─── Working data ───

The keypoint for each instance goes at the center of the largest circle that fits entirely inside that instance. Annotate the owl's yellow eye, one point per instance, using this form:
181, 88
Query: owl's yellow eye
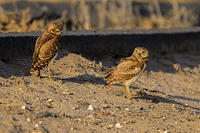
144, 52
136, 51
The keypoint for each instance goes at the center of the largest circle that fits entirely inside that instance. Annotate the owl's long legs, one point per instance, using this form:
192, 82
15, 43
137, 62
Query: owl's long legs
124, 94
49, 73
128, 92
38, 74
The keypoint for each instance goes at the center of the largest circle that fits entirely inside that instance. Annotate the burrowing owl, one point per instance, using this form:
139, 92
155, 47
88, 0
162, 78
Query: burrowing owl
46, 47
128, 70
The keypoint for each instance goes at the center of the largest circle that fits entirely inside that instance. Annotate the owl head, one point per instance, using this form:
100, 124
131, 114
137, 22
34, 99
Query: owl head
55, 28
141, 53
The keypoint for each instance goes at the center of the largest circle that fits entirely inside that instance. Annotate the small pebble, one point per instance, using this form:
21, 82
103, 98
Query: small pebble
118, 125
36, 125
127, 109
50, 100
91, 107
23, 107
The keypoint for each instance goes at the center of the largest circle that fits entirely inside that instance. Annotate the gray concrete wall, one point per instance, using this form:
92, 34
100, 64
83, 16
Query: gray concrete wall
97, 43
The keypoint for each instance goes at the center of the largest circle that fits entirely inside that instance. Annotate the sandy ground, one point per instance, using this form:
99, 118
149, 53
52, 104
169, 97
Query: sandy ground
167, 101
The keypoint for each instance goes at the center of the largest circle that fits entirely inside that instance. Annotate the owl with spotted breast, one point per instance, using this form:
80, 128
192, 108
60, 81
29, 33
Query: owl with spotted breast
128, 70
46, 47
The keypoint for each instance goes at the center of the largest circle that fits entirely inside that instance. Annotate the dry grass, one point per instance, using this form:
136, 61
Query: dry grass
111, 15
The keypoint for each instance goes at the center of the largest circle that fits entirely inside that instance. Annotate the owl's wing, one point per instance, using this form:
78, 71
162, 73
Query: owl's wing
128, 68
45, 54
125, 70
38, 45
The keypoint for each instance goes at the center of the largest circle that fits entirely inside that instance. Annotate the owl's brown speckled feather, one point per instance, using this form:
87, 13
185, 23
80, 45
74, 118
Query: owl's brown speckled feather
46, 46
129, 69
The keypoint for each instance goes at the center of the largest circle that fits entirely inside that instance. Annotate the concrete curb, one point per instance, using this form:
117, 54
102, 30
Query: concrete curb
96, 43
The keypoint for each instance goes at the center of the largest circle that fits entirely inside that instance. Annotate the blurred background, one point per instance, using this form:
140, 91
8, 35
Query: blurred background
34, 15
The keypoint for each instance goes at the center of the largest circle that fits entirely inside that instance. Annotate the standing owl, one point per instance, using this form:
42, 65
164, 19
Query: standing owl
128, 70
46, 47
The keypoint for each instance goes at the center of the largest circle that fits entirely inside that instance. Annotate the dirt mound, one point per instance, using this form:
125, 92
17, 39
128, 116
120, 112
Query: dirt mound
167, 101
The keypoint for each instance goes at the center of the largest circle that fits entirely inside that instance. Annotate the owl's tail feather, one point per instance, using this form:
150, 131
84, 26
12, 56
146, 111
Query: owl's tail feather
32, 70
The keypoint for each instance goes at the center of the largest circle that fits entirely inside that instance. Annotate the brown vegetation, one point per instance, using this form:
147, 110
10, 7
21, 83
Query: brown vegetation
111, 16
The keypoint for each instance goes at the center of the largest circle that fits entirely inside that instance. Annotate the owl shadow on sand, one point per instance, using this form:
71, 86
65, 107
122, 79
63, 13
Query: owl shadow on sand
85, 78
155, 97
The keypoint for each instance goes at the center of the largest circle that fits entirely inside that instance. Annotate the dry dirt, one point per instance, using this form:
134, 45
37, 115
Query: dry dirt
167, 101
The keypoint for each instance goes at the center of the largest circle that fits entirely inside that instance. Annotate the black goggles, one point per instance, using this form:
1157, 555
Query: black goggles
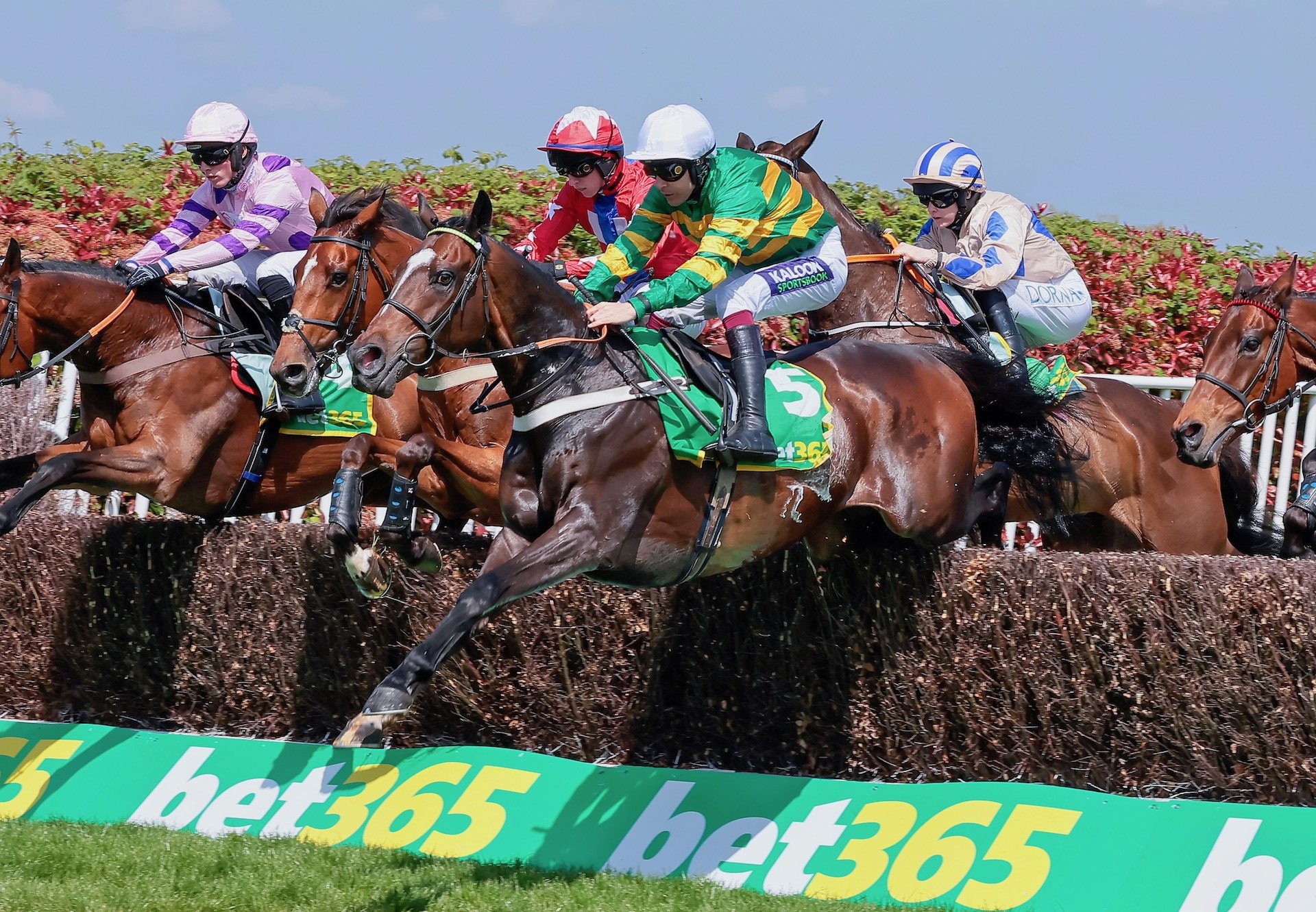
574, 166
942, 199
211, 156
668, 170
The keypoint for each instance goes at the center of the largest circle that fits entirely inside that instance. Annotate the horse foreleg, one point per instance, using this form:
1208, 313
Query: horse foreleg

───

■ The request:
Render every line of the entries above as a JSON list of strings, one string per line, skipping blank lines. Leave the pictures out.

■ The solution:
[
  "The keypoint for each instance goes at the center of the largest circle that fits entirely inside that instance. Annotate the owl's yellow eye, one point per instance, using this form:",
  "181, 88",
  "Query: owl's yellow eye",
  "144, 52",
  "136, 51",
  "The keypoint for each instance goes at the center of the largest circle that fits entirely inside that instance. Annotate the owl's long legs, one point per instance, using this form:",
  "192, 82",
  "15, 43",
  "137, 62",
  "Query: owl's long legs",
  "124, 94",
  "49, 73",
  "128, 92",
  "38, 74",
  "The keypoint for each instance goes at the center of the largest circle that fits entirely inside that instance. Annotate the burrowing owl, one point per instance, using this form:",
  "139, 92",
  "155, 47",
  "88, 0",
  "162, 78",
  "Query: burrowing owl",
  "46, 47",
  "128, 70",
  "The keypoint for each instance goes at the center of the largest circle that fits entirely inside that instance. Annotate the owl head, one point per instance, using this form:",
  "100, 124",
  "131, 114",
  "137, 22",
  "34, 99",
  "Query: owl head",
  "55, 28",
  "141, 53",
  "The keypoint for each instance goes at the center of the largest circle that fits entirely inside that instance. Annotate the small pebble, one point per instance, using this form:",
  "21, 82",
  "103, 98",
  "Query: small pebble",
  "118, 125",
  "36, 125",
  "127, 109",
  "50, 100",
  "91, 107",
  "23, 107",
  "The keypoint for each instance goes at the center of the largest circle that fits entirely inside that instance. Annotate the gray concrete wall, one point per instance, using this form:",
  "92, 34",
  "100, 64",
  "83, 16",
  "Query: gray concrete wall",
  "97, 43",
  "The keypoint for each instance goes at the center of the largest circle that fits entirely inside that instance. Annotate the sandy ground, one point per instance, using this form:",
  "99, 118",
  "149, 53",
  "52, 104",
  "169, 97",
  "Query: sandy ground",
  "167, 101",
  "The keypoint for each instance goes at the center of the largest circle that fits entirely inside that instance. Annotate the owl with spotted breast, one point per instance, using this form:",
  "80, 128",
  "192, 108",
  "60, 81",
  "29, 33",
  "Query: owl with spotted breast",
  "128, 70",
  "46, 47",
  "The keypoint for each instance goes at the center of the largest circle that fits entirely inside that instance. Annotate the dry grass, one point per instance, using this form:",
  "136, 61",
  "Query: dry grass",
  "111, 15",
  "The keypoint for each instance goes at the center of the largest circle that fits entirely inside that instance. Annotate the owl's wing, one point per instance, using this form:",
  "78, 71",
  "162, 73",
  "Query: owl's wing",
  "128, 68",
  "45, 54",
  "125, 70",
  "38, 45",
  "The keypoint for each instance goes at the center of the largest circle that fits entirely inside that instance. Annotate the owl's brown speckled feather, one point per instance, using this form:",
  "87, 13",
  "185, 23",
  "80, 45",
  "74, 118",
  "Query: owl's brown speckled feather",
  "46, 46",
  "129, 69",
  "The keypoint for each instance goes at the center of the largest circle that fits entirely inside that instance. Annotate the concrete curb, one point per instance, using this form:",
  "117, 54",
  "102, 30",
  "Query: concrete curb",
  "96, 43",
  "The keypoint for each instance goes at the center of the largest circle that fits entirely inside that instance. Annotate the blurred background, one point per instance, using this form:",
  "140, 91",
  "8, 35",
  "Query: blurred background",
  "34, 15",
  "The keypoint for each instance goes at the center of the largest circle that fits entirely inside that instance. Annotate the standing owl, one point per instance, using this form:",
  "42, 65",
  "164, 19",
  "Query: standing owl",
  "128, 70",
  "46, 47",
  "The keypoint for each instance goes at the center of the largest circle that fits entirely inside that instance. Annotate the dirt mound, one point per instance, using this form:",
  "125, 92",
  "17, 39",
  "128, 116",
  "120, 112",
  "Query: dirt mound",
  "167, 101",
  "The keypoint for each instance goes at the center of the largest circle that fits entirely inside that instance. Annotate the owl's tail feather, one point per instance, using this form:",
  "150, 131",
  "84, 26",
  "12, 56",
  "146, 111",
  "Query: owl's tail feather",
  "32, 70",
  "The keypoint for each instance goes at the center of the largest circle that fits entirely inside that instance. Annotate the brown vegetation, one point per instance, using this form:",
  "147, 110",
  "10, 7",
  "21, 83",
  "Query: brown vegetation",
  "111, 16",
  "The keypoint for each instance goes at the center of the largest circle that fits entirely inside that instance. Annotate the owl shadow on sand, one point per instance, using this form:",
  "71, 86",
  "65, 107",
  "122, 79",
  "63, 13",
  "Query: owl shadow on sand",
  "85, 78",
  "155, 97",
  "The keypoint for each instance goes at the center of the largest circle that fits entirely inside that instance. Annotate the dry dirt, one point per instance, using this form:",
  "134, 45",
  "37, 115",
  "Query: dry dirt",
  "167, 101",
  "The keypoint for each instance goes at the center of the largest circle that fits entirely inside that instance. Annotate the black goggles, one point per instance, using this form:",
  "1157, 555",
  "Query: black goggles",
  "574, 166",
  "942, 199",
  "211, 156",
  "668, 170",
  "The keypoint for each instance goes at the center of the largest circle that fits entirely inside that instance. Annotate the horse foreleg, one point per instance, using this form:",
  "1208, 313",
  "Query: horse foreleg"
]